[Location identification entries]

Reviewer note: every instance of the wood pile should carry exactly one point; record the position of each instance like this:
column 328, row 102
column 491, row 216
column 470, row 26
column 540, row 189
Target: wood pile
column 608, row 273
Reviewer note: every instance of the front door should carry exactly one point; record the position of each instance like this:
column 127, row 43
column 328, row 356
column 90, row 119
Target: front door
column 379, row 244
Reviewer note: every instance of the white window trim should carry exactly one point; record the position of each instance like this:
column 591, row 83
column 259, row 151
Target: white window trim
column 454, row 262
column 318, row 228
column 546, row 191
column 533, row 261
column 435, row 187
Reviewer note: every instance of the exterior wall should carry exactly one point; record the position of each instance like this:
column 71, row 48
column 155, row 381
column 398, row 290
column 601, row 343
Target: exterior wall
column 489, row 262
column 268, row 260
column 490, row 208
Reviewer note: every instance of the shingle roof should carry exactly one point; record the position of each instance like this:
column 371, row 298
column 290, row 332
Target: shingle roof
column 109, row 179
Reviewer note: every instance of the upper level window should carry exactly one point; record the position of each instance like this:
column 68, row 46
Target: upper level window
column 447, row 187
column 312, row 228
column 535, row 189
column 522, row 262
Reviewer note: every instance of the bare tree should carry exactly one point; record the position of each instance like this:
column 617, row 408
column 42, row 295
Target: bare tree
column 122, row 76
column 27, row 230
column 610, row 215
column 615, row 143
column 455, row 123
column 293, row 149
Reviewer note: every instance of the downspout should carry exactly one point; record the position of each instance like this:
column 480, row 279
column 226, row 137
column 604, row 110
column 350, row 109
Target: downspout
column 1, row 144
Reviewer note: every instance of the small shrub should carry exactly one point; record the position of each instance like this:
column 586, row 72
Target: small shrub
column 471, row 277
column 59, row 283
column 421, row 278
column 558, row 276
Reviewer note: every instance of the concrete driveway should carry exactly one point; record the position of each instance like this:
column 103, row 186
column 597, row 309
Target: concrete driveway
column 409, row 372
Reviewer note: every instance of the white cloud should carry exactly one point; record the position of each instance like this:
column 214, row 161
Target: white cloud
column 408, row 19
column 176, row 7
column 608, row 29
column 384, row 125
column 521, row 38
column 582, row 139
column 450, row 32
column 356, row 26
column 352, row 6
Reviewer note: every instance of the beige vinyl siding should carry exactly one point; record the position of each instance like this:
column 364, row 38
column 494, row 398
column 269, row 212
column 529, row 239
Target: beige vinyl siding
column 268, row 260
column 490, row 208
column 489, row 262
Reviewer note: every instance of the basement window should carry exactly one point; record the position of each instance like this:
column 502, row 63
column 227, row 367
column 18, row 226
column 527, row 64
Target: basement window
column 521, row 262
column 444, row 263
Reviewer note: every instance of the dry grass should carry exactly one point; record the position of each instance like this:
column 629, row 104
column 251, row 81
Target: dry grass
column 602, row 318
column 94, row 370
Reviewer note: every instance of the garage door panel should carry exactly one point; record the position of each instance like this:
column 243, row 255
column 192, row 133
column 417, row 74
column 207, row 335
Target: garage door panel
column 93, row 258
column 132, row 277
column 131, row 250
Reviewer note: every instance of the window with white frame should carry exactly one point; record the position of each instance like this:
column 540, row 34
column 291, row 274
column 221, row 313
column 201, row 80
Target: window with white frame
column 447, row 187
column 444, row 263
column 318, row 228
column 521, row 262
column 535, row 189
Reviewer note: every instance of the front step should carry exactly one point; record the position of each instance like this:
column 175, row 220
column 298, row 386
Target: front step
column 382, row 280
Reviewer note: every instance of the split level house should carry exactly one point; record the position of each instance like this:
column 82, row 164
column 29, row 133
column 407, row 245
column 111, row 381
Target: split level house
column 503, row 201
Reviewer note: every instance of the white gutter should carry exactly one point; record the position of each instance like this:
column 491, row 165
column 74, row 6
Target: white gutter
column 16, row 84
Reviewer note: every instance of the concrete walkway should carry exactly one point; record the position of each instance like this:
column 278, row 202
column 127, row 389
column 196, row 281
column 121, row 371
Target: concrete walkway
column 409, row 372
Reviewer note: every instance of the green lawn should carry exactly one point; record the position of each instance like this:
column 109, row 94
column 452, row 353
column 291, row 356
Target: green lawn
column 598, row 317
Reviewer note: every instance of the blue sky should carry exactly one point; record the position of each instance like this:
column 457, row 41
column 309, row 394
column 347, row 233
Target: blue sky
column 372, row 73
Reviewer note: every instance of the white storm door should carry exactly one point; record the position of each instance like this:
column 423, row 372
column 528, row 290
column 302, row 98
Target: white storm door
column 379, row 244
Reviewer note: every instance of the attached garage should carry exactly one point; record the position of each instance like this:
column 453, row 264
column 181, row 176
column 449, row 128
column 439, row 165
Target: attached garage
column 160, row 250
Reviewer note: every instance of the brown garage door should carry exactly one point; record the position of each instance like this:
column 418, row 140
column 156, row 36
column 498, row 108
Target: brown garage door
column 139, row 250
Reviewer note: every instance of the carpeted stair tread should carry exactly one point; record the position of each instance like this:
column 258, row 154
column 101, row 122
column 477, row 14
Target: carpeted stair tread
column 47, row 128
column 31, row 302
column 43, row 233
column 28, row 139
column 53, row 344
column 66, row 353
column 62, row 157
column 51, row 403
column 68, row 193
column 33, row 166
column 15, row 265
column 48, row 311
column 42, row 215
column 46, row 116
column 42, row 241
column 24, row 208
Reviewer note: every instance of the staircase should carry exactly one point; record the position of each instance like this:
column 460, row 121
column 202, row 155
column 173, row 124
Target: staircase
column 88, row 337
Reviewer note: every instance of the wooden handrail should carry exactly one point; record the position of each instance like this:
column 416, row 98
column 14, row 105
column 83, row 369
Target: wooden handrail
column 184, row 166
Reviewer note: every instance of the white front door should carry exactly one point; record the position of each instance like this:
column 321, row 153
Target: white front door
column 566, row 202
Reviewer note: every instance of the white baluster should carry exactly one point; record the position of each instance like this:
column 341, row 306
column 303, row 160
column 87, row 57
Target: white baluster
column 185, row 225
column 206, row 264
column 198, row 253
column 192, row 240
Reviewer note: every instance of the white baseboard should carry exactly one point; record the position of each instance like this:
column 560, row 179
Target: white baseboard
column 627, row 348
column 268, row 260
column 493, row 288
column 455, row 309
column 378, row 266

■ YOUR OBJECTIVE:
Reproduce each line of the records above without changing anything.

■ RESULT:
Reviewer note: every instance of the wood pile should carry exactly one point; record the position of each instance like this:
column 328, row 102
column 491, row 216
column 470, row 26
column 540, row 189
Target: wood pile
column 608, row 273
Reviewer note: every instance of the front door should carry exactly one point; record the position of each instance like this:
column 127, row 43
column 328, row 356
column 90, row 119
Target: front door
column 379, row 244
Reviewer note: every instance of the white window trim should carry exactly one point; record the position of each instance like this:
column 591, row 83
column 259, row 151
Target: white window trim
column 454, row 262
column 318, row 228
column 546, row 191
column 533, row 261
column 435, row 187
Reviewer note: every instance of the exterior wall should carry exactly one point; record the position of each instance like this:
column 71, row 48
column 155, row 381
column 398, row 290
column 601, row 343
Target: exterior wall
column 489, row 262
column 268, row 260
column 490, row 208
Reviewer note: every instance of the shingle roof should carry exactly one point; record the position of each instance like this:
column 371, row 298
column 290, row 332
Target: shingle roof
column 109, row 179
Reviewer note: every instance of the upper level window should carry exactly one point; record the position of each instance like this:
column 68, row 46
Target: upper level window
column 447, row 187
column 312, row 228
column 535, row 189
column 522, row 262
Reviewer note: every instance of the bare tree should carry exactly one point; record the position of each instance like this:
column 617, row 408
column 42, row 295
Target: bare tree
column 122, row 76
column 27, row 230
column 610, row 215
column 615, row 143
column 455, row 123
column 293, row 149
Reviewer note: every instance of the downspout should carry exactly one point; record the position of each instance like this:
column 480, row 279
column 226, row 137
column 604, row 110
column 350, row 109
Target: downspout
column 1, row 144
Reviewer note: every instance of the small shrub should carry exactly one point; record the position of each instance like this:
column 586, row 72
Target: small shrub
column 471, row 277
column 59, row 283
column 421, row 278
column 558, row 276
Reviewer note: every instance of the concrete driveway should carry exactly one point; record the position of each instance like this:
column 103, row 186
column 597, row 309
Target: concrete driveway
column 409, row 372
Reviewer note: every instance of the white cloud should carry exactly one point; record the position of each instance like this:
column 214, row 161
Target: white cloud
column 408, row 19
column 176, row 7
column 608, row 29
column 384, row 125
column 521, row 38
column 582, row 139
column 450, row 32
column 356, row 26
column 352, row 6
Reviewer note: every instance of the beige vinyl siding should carry exactly one point; record the position of each instance like this:
column 364, row 38
column 494, row 398
column 269, row 212
column 529, row 239
Target: beige vinyl siding
column 268, row 260
column 490, row 208
column 489, row 262
Reviewer note: every instance of the basement window should carry exactly one point; record the position of each instance like this:
column 502, row 63
column 227, row 367
column 18, row 226
column 527, row 64
Target: basement window
column 521, row 262
column 444, row 263
Reviewer note: every instance of the dry grass should carry exactly one point; record the position of each instance like this:
column 629, row 104
column 251, row 81
Target: dry grass
column 602, row 318
column 94, row 370
Reviewer note: every instance of the garage door panel should carry exactly one point; record the position of each instance like this:
column 243, row 255
column 192, row 133
column 417, row 74
column 207, row 335
Target: garage door panel
column 93, row 258
column 132, row 277
column 131, row 250
Reviewer note: every instance of the window with white frame should carry exactly one point; record the position of each instance like this:
column 540, row 34
column 291, row 274
column 221, row 313
column 201, row 80
Target: window with white frame
column 447, row 187
column 444, row 263
column 318, row 228
column 521, row 262
column 535, row 189
Reviewer note: every instance of the front step should carry exactly one point; record the position of each instance like this:
column 175, row 220
column 298, row 386
Target: front step
column 382, row 280
Reviewer note: every instance of the split level house should carry exactly one point; record the position of each instance like this:
column 82, row 164
column 29, row 133
column 407, row 245
column 111, row 381
Target: split level house
column 503, row 201
Reviewer note: every instance of the white gutter should carry exactly one point; record the position of each instance like this:
column 491, row 165
column 74, row 6
Target: white gutter
column 16, row 84
Reviewer note: every instance of the concrete walkway should carry exactly one point; record the position of each instance like this:
column 278, row 202
column 127, row 389
column 196, row 281
column 121, row 371
Target: concrete walkway
column 409, row 372
Reviewer note: every instance of the green lawn should carry exactly one point; record the position of each instance like this:
column 109, row 94
column 452, row 353
column 291, row 356
Target: green lawn
column 598, row 317
Reviewer note: every instance of the blue sky should carry exactly one point; record the position of each instance like this:
column 457, row 41
column 309, row 394
column 347, row 233
Target: blue sky
column 372, row 73
Reviewer note: every instance of the white storm door should carry exactly one point; record the position of each instance like this:
column 423, row 372
column 528, row 290
column 302, row 98
Target: white storm door
column 379, row 244
Reviewer note: every instance of the attached garage should carry exactly one point; record the position of each instance like this:
column 453, row 264
column 181, row 176
column 449, row 128
column 439, row 165
Target: attached garage
column 160, row 250
Reviewer note: every instance of the brown garage door should carry exactly one point; record the position of each instance like this:
column 418, row 140
column 156, row 36
column 498, row 108
Target: brown garage door
column 139, row 250
Reviewer note: every instance of the carpeted stair tread should carry exactly one point; record the position of each instance like this:
column 258, row 154
column 101, row 122
column 477, row 14
Target: carpeted stair tread
column 47, row 128
column 31, row 302
column 43, row 233
column 28, row 139
column 53, row 344
column 66, row 353
column 62, row 157
column 51, row 403
column 68, row 193
column 33, row 166
column 15, row 265
column 48, row 311
column 42, row 215
column 46, row 116
column 42, row 241
column 24, row 208
Reviewer note: every instance of the staircase should carry exactly one point; record the position of each instance like this:
column 460, row 121
column 202, row 155
column 173, row 124
Target: staircase
column 88, row 337
Reviewer note: every instance of the wooden handrail should carry exactly one point; record the position of each instance like this:
column 416, row 98
column 14, row 105
column 83, row 369
Target: wooden handrail
column 184, row 166
Reviewer note: every instance of the white front door should carry exactly one point; record the position of each instance like this:
column 321, row 153
Target: white front door
column 566, row 202
Reviewer note: every instance of the white baluster should carry exactly one point; record the position of each instance like this:
column 341, row 306
column 303, row 160
column 87, row 57
Target: white baluster
column 185, row 225
column 206, row 264
column 198, row 253
column 192, row 240
Reviewer note: every instance of the white baseboard should carry exactly one point; record the position of each instance like this:
column 560, row 179
Target: white baseboard
column 627, row 348
column 268, row 260
column 493, row 288
column 455, row 309
column 378, row 266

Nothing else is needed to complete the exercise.